### WHAT IS NEEDED
Within the entries below, the lines from the one with "Target: light wood plank" through the one with "Target: cat's pink nose" are to be set down exactly, both ends kept.

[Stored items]
>>>

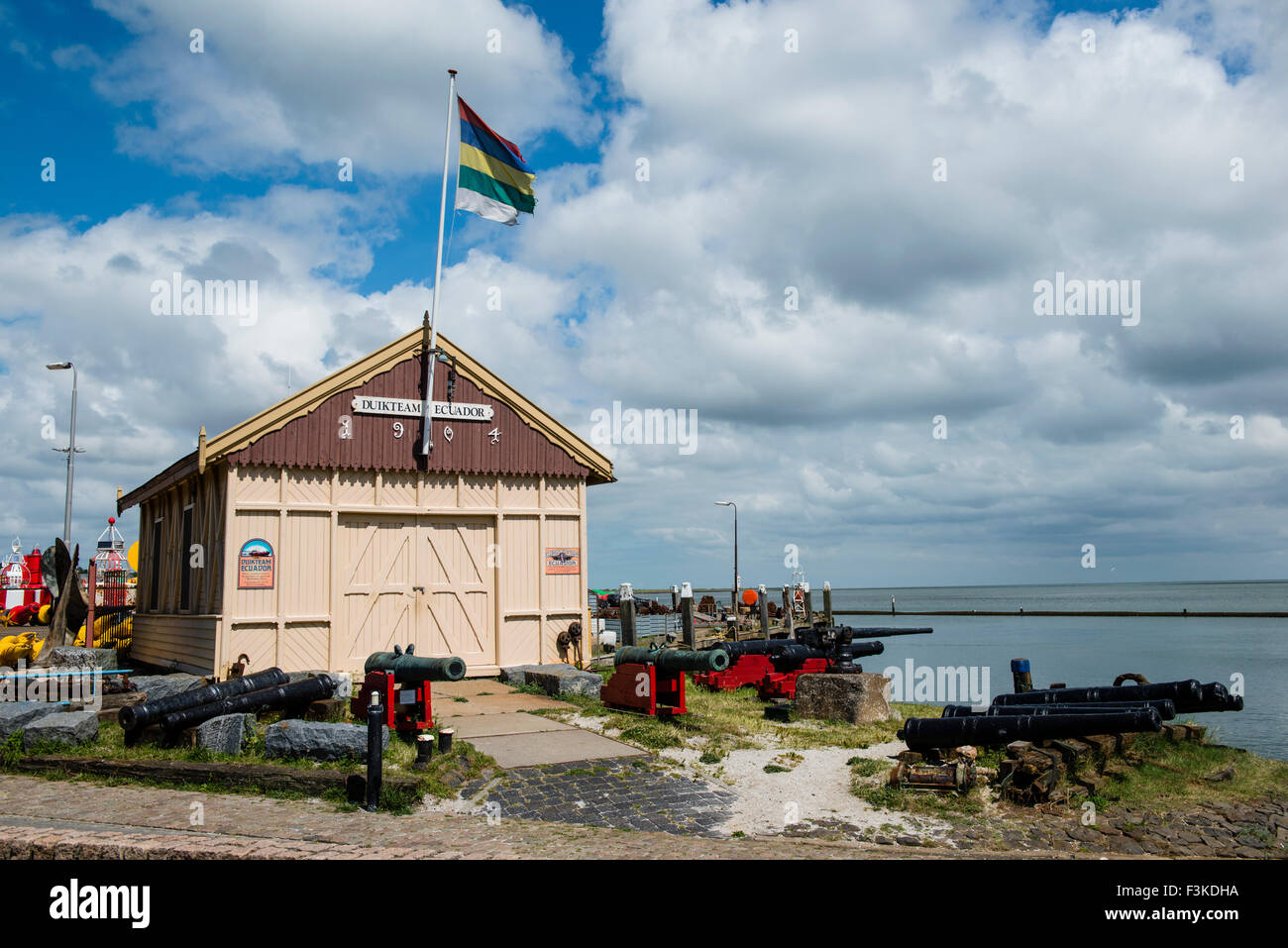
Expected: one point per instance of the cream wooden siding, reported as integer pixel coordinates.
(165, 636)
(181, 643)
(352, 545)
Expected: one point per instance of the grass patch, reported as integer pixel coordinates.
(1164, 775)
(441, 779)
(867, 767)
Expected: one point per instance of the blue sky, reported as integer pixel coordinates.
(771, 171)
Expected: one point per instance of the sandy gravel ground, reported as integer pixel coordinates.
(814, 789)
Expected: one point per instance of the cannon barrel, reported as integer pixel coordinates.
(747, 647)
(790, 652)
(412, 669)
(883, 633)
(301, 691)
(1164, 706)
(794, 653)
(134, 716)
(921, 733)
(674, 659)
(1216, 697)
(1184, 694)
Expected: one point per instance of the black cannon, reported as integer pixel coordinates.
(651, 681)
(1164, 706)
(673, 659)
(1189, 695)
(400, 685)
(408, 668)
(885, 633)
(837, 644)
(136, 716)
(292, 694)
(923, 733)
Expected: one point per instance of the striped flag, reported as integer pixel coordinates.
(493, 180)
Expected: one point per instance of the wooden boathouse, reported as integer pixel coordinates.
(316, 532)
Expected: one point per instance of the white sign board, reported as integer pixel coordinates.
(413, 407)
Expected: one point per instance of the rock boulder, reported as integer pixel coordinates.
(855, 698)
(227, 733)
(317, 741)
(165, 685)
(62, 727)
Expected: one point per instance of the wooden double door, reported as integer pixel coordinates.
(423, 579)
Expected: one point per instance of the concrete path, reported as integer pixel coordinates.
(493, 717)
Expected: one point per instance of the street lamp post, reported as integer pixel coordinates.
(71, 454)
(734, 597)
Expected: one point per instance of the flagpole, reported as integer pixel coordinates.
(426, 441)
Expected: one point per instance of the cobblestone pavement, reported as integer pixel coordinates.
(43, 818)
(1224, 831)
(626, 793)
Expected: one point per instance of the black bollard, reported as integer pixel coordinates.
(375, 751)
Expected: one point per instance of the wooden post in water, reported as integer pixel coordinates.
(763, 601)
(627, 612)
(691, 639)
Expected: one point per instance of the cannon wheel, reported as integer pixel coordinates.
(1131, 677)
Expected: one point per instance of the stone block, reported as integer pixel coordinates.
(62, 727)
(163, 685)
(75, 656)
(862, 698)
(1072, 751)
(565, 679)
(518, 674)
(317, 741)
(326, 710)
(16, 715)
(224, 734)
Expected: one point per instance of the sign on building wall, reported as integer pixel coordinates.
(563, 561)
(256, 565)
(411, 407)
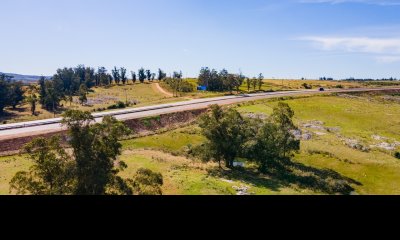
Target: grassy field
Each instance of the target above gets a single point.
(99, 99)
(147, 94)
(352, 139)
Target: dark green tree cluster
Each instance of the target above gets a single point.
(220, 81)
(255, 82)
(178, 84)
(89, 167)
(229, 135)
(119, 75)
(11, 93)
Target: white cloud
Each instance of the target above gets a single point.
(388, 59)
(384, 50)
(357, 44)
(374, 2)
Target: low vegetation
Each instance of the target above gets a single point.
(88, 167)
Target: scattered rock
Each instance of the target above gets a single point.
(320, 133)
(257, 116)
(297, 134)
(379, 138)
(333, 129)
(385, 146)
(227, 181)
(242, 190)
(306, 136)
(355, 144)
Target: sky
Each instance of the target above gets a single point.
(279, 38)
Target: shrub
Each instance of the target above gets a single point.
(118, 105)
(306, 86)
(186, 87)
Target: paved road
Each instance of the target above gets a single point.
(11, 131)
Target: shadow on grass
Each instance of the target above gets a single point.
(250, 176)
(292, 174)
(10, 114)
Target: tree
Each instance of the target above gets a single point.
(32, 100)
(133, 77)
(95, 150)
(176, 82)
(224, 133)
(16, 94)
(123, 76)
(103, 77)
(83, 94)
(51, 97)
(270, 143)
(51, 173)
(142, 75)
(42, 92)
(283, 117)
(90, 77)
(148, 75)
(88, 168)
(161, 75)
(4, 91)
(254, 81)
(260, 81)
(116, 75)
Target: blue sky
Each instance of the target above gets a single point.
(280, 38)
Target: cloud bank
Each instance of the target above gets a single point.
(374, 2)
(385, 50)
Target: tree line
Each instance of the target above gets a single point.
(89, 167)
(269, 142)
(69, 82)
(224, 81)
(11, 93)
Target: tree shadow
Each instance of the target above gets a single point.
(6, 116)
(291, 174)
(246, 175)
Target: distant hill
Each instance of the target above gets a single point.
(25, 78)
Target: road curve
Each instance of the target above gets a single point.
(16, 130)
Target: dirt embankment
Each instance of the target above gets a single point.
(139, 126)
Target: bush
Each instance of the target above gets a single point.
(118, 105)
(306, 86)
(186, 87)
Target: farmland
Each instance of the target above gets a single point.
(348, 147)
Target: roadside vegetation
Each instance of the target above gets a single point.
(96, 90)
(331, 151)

<<<
>>>

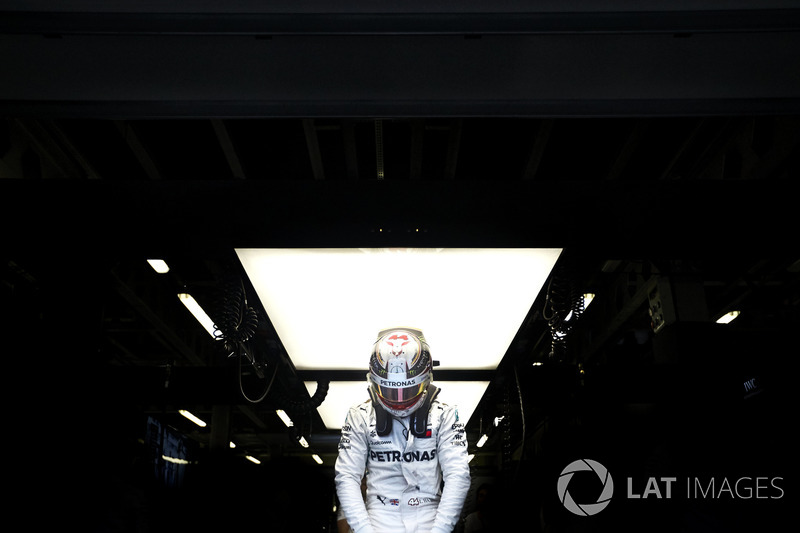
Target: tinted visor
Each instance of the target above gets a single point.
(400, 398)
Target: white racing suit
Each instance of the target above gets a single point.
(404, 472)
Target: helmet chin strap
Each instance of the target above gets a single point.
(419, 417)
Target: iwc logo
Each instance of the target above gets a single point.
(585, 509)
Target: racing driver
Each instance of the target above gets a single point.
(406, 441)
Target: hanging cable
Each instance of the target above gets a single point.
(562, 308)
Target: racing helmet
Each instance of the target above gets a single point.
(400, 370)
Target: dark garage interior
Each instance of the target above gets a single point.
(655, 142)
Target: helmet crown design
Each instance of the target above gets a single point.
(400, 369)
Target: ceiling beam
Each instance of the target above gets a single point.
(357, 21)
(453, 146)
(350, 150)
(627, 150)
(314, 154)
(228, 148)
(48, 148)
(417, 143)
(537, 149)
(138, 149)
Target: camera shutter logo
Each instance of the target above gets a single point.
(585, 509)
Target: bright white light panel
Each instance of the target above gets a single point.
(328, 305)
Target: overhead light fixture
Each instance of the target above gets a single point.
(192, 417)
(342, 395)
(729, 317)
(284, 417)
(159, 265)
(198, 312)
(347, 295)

<<<
>>>

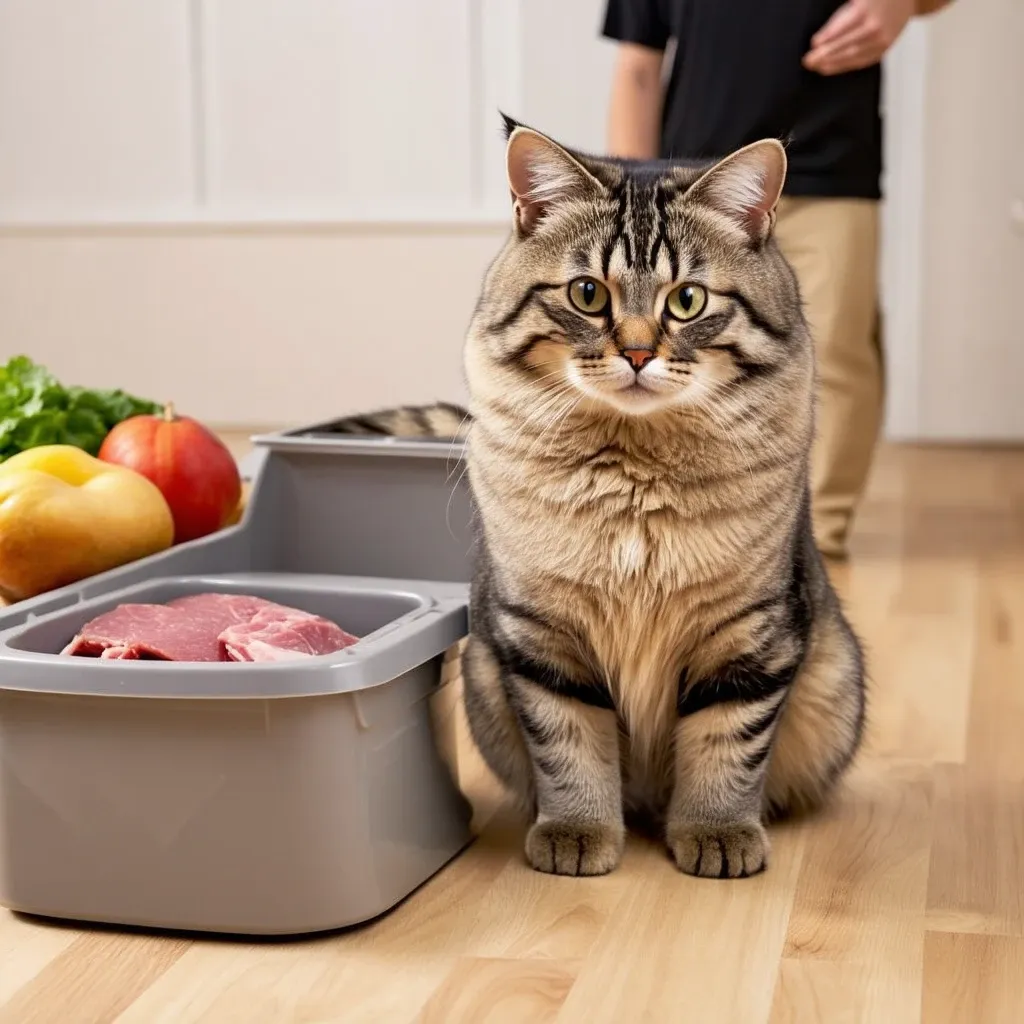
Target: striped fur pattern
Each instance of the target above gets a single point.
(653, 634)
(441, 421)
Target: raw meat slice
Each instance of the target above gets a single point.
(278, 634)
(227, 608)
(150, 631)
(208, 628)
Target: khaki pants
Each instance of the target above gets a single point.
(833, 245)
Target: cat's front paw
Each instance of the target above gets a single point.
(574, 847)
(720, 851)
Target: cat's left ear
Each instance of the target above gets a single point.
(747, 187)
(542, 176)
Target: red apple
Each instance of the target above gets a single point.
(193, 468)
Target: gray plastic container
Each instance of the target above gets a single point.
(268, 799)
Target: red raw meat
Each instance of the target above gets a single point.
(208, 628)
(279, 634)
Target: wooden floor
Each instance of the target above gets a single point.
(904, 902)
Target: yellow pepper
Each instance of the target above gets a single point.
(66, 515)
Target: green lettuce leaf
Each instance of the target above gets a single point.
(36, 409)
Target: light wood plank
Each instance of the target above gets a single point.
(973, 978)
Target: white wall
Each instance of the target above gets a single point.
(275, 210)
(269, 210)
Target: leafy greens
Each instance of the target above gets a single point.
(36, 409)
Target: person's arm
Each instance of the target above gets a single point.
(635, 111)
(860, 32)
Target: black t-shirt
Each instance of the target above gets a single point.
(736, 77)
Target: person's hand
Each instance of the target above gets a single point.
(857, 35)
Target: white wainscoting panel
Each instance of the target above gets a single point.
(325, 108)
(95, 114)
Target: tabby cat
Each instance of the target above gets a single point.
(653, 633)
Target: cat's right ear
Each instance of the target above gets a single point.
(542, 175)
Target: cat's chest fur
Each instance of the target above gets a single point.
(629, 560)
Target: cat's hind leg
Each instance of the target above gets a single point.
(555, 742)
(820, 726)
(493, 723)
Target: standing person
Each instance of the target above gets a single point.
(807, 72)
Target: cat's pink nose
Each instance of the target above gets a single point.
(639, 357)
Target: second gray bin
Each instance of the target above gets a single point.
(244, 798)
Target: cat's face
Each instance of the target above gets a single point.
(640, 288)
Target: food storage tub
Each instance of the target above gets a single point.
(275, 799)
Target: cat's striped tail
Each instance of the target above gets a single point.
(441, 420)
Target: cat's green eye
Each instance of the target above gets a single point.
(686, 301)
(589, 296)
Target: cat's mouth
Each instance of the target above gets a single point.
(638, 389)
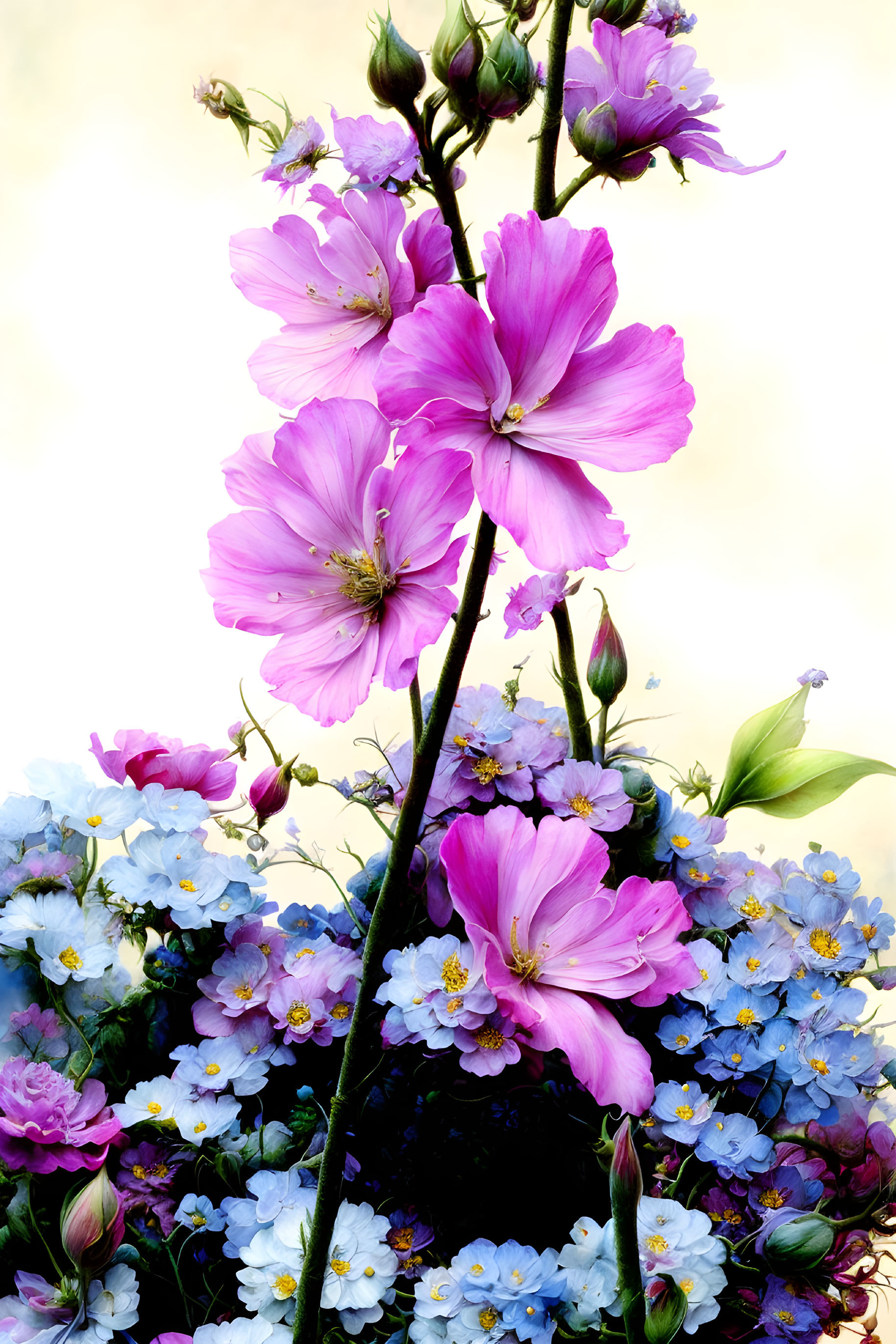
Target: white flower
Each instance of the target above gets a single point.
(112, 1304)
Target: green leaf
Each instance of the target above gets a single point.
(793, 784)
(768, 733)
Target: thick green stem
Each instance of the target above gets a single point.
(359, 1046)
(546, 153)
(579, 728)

<<<

### ANSWER TO THIS PROBLEM
Target: light wood plank
Each instance of the target above gets a single point.
(973, 978)
Target: white wall
Each instance of the target above gets a single point.
(275, 210)
(269, 210)
Target: leafy greens
Each instance of the target above gets a single point.
(36, 409)
Target: person's arm
Each instance of the target above gets a single point.
(635, 111)
(860, 32)
Target: black t-shirt
Each instance of the target above gets a single point.
(736, 77)
Target: person's hand
Each instance of the target above gets a single point.
(857, 35)
Target: white wainscoting panel
Each instance of the target above gets a single point.
(325, 108)
(95, 114)
Target: tabby cat
Each instance of the target above gets a single point.
(653, 633)
Target: cat's right ear
Each instance of the target above gets a single point.
(542, 175)
Target: cat's chest fur
Each instance of the target above gets a single point.
(629, 560)
Target: cat's hind leg
Each instance of the target above gets a single point.
(555, 742)
(820, 726)
(493, 723)
Target: standing person
Each instance of the target above gets a single point.
(807, 72)
Target: cat's pink nose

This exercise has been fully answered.